▶ **Text to read**:
================================

Entrepreneurship Through Acquisition (EAT/ETA): Buying Your Way to Business Ownership
You want to own a real business. You want it to pay real money. But every time you talk to investors, it feels like a guessing game. One week they want “traction”. Next week they want “unit economics”. Then they say “not for us” and you’re left staring at your pitch deck like it betrayed you.
Table Of Content
- What is Entrepreneurship Through Acquisition (ETA)?
- Why ETA is growing now
- The search fund model, step by step
- A simple map looks like this
- Stage 1: Search capital
- Stage 2: Acquisition capital and ownership
- Financing the acquisition: the usual parts
- You’ll often see
- What kind of business works best for ETA?
- Look for
- Red flags investors won’t ignore
- Watch for
- How to find businesses to buy
- Due diligence: what you must verify
- Keep it in three tracks
- Investor expectations: what they’re really listening for
- What belongs in an ETA pitch deck
- Include
- Why ETA pitches fail
- Common deal-killers
- The first 100 days after close
- A simple plan
- ETA in the UK: the practical lens
- Is ETA right for you?

================================

(Items from a data collection)
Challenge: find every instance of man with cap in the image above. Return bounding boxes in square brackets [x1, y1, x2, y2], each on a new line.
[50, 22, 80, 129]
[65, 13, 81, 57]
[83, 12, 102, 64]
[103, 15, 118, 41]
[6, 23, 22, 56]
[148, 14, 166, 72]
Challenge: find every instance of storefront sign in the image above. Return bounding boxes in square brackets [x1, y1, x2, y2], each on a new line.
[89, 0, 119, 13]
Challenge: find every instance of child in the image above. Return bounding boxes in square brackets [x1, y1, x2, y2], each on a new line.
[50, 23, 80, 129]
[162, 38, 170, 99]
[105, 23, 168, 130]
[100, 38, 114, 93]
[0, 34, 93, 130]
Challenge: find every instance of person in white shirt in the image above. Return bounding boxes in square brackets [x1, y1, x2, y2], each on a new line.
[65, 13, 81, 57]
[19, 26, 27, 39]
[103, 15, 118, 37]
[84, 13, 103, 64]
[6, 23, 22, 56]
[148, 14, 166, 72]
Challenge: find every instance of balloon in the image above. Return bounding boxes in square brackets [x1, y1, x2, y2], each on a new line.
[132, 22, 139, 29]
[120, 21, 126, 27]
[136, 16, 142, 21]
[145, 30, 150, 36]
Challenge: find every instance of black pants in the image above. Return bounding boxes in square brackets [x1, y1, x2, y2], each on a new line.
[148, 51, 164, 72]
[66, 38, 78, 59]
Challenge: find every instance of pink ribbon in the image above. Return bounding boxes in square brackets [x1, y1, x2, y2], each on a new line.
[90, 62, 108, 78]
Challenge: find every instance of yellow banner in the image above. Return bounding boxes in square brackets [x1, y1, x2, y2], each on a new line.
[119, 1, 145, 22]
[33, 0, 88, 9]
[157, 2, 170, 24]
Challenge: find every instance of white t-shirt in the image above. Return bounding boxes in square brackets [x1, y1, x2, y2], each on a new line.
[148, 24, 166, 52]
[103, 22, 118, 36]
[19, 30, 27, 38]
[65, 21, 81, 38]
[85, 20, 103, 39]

================================

▶ **To do**:
1: In the piece on entrepreneurship through acquisition, what do investors want one week, before they switch to wanting "unit economics"?
2: Go on with the piece on entrepreneurship through acquisition from where it stops.
You can set the items aside; nothing here depends on them.

▶ **Responses per task**:
1: "Traction."

2:
- You’re a fit if
- FAQs
- What’s the difference between ETA and a search fund?
- How much search capital do people raise in the UK?
- How long does the search phase usually take?
- What types of businesses fit ETA best?
- What does due diligence cover in ETA deals?
- How do ETA deals get financed?
- What do investors look for in a search fund pitch?
- Is ETA growing in the UK?
Entrepreneurship Through Acquisition changes the picture. Instead of selling a new idea, you buy a business that already works. Most people call it ETA. Some people search for EAT. I’ll use both so you can find this page either way.
What is Entrepreneurship Through Acquisition (ETA)?
Entrepreneurship Through Acquisition (ETA) is a way to become an owner by buying an existing small or medium-sized business and then running it. In many deals, one person called a searcher finds the target, agrees terms, completes due diligence, and steps into a CEO role after close.
ETA is “buy vs build”. You start with customers, staff, and cash flow. Your main risk becomes execution, not demand. Think of it like buying a house that already stands. You can still renovate. But the roof is there on day one.
Why ETA is growing now
A lot of owners are nearing retirement. Many don’t have a clear successor. That creates a supply of privately held businesses looking for a new lead.
There’s also a market gap. INSEAD describes a “sweet spot”: firms too small for private equity and too mature for venture capital. Search funds often target these stable, cash-flow businesses, where a retiring founder may welcome a handover.
The search fund model, step by step
Search funds are a common ETA route. They usually run in two stages: search capital, then acquisition capital.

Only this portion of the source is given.